■ **AUSGANGSTEXT**

━━━━━━

BIOS-defaultwerte hast du schon mal geladen? übertaktet is nix?


----------



## highspeedpingu (18. März 2009)

*AW: Hiiilfeee! Packard Bell, Ethernet Controller lässt sich nicht inst.*

Ich hab´ so ziemlich alles was man "Laden" und An-und ausschalten kann probiert...
Bei den Treibern mit Setup Routine tut er so als sei alles o.k. Nach dem geforderten Neustart ist das gelbe Fragezeichen nach wie vor da. Verbindung zum Router nicht möglich.
Bei den anderen Treibern gehe ich über "selbst wählen" - Datenträger - und zeige ihm das Verzeichnis. Es wird aber kein Treiber gefunden und die Installation wird mit dem entsprechenden Hinweis und der Meldung "...ist ein Fehler aufgetreten...Hardware funktioniert nicht richtig" beendet. Das b......ene Fragezeichen bleibt und die Karte funktioniert nicht. -Egal welche und wo!-
Das geht nichtmal mit der Ladenneuen Karte mit Original CD.


----------



## highspeedpingu (19. März 2009)

*AW: Hiiilfeee! Packard Bell, Ethernet Controller lässt sich nicht inst.*

Wieder mal ein Problem was keiner Lösen kann...


----------



## Herbboy (19. März 2009)

*AW: Hiiilfeee! Packard Bell, Ethernet Controller lässt sich nicht inst.*

ging der denn vor der recovery einandfrei?


----------



## highspeedpingu (19. März 2009)

━━━━━━

■ **EINTRÄGE**

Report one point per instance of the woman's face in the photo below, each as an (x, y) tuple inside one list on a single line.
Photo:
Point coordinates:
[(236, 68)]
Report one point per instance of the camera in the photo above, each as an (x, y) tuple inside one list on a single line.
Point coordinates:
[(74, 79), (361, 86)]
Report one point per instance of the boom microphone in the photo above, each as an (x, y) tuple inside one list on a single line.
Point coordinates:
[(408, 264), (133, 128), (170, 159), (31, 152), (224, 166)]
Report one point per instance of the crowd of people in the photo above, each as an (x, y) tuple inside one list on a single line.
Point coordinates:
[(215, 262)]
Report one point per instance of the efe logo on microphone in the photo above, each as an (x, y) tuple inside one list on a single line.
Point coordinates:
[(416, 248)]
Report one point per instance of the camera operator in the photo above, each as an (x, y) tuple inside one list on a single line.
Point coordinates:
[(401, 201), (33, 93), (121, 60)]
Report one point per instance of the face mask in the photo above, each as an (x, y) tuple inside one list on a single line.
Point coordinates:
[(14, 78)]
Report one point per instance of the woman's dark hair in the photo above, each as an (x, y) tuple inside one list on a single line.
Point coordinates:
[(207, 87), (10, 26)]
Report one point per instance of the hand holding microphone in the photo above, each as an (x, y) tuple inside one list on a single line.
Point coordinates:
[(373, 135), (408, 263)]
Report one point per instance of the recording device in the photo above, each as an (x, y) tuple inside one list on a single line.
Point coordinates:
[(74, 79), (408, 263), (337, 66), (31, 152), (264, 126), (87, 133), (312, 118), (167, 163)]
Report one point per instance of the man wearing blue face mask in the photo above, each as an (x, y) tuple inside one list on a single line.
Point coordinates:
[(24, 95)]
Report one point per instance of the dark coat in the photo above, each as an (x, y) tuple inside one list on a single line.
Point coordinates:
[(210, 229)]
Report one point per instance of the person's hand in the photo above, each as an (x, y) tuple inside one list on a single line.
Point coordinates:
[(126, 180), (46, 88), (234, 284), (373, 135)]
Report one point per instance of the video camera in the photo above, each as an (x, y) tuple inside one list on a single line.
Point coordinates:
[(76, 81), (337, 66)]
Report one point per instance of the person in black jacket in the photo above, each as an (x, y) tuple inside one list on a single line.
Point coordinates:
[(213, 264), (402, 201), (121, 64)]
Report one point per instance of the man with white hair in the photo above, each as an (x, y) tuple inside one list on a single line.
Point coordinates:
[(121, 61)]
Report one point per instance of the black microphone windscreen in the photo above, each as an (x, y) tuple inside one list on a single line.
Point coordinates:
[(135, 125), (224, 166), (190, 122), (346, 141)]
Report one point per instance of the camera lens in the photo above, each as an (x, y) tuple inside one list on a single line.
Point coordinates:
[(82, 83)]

━━━━━━

■ **AUFGABENSTELLUNG**
Entnimm dem Forumsauszug über den Ethernet-Controller den Wortlaut, der mit „Ich hab´ so“ beginnt und bis einschließlich „mit Original CD.“ reicht.

■ **MUSTERLÖSUNG**
Ich hab´ so ziemlich alles was man "Laden" und An-und ausschalten kann probiert...
Bei den Treibern mit Setup Routine tut er so als sei alles o.k. Nach dem geforderten Neustart ist das gelbe Fragezeichen nach wie vor da. Verbindung zum Router nicht möglich.
Bei den anderen Treibern gehe ich über "selbst wählen" - Datenträger - und zeige ihm das Verzeichnis. Es wird aber kein Treiber gefunden und die Installation wird mit dem entsprechenden Hinweis und der Meldung "...ist ein Fehler aufgetreten...Hardware funktioniert nicht richtig" beendet. Das b......ene Fragezeichen bleibt und die Karte funktioniert nicht. -Egal welche und wo!-
Das geht nichtmal mit der Ladenneuen Karte mit Original CD.